>> start Data for processing
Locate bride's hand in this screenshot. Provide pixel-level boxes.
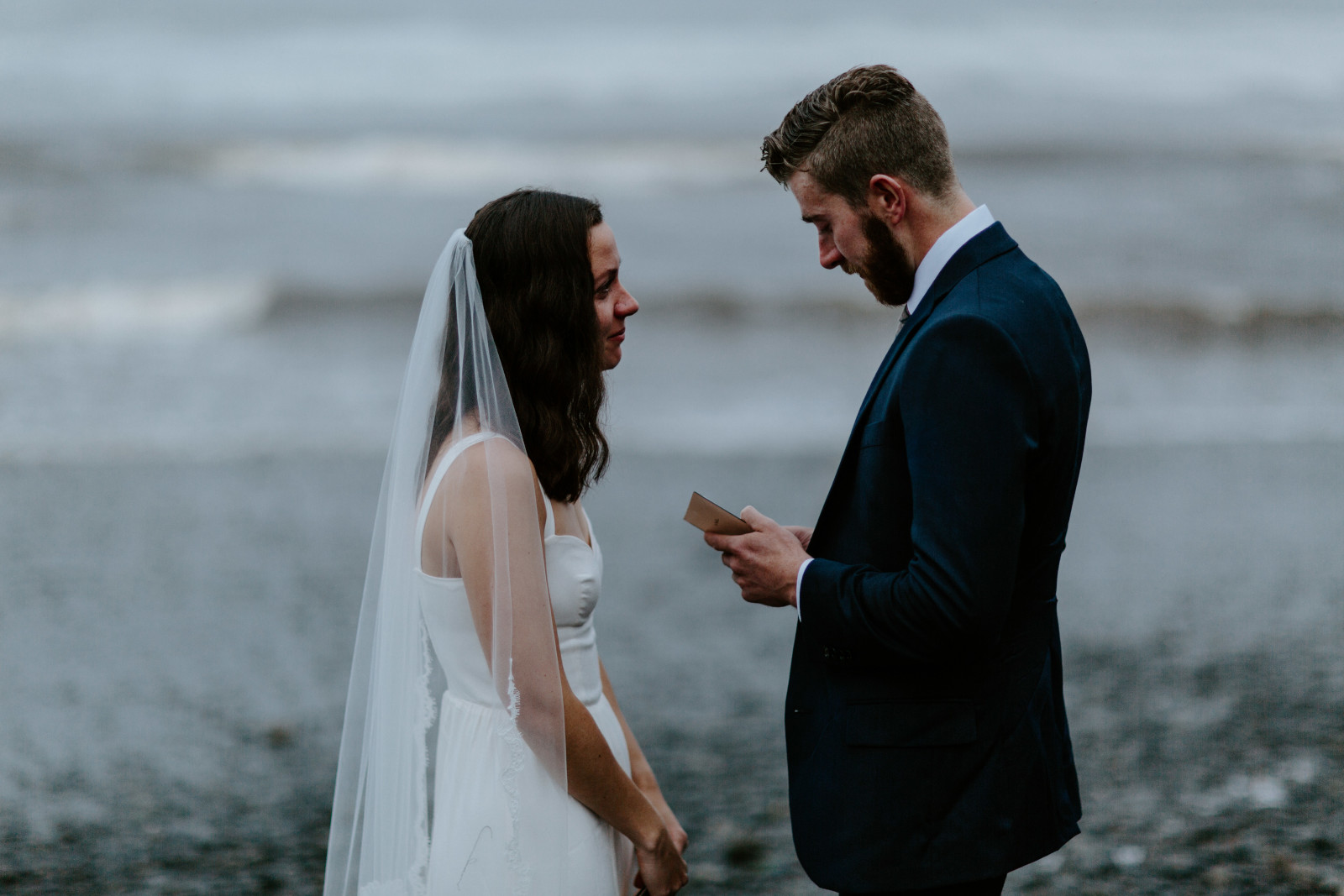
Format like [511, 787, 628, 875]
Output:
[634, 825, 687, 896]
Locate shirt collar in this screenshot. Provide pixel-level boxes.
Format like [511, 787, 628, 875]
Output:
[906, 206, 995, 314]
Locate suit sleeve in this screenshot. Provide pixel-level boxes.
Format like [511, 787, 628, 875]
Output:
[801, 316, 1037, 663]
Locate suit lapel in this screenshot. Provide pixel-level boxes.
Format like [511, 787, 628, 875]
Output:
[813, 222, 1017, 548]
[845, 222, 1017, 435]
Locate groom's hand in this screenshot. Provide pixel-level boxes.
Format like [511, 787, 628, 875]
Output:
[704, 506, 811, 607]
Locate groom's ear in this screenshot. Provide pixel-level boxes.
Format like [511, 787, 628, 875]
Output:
>> end Data for processing
Exercise objective :: Print every line of the entries from the one containing "Locate suit sleeve" down to the very end, reproducing each line verbatim.

Answer to the task ::
Locate suit sleeve in this screenshot. Provide pixel-level boxes.
Format like [511, 787, 628, 875]
Output:
[801, 316, 1037, 663]
Locate suit lapel in this screenshot. Provide pixel-level boxes.
Format like [511, 787, 628, 875]
Output:
[813, 222, 1017, 548]
[845, 222, 1017, 435]
Locate groom's hand in this screenshot. Provide pixel-level boxes.
Format like [511, 787, 628, 875]
Output:
[704, 506, 811, 607]
Locate groom's ear in this screenshot. Provide pixel-level boxes.
Format like [511, 787, 628, 875]
Output:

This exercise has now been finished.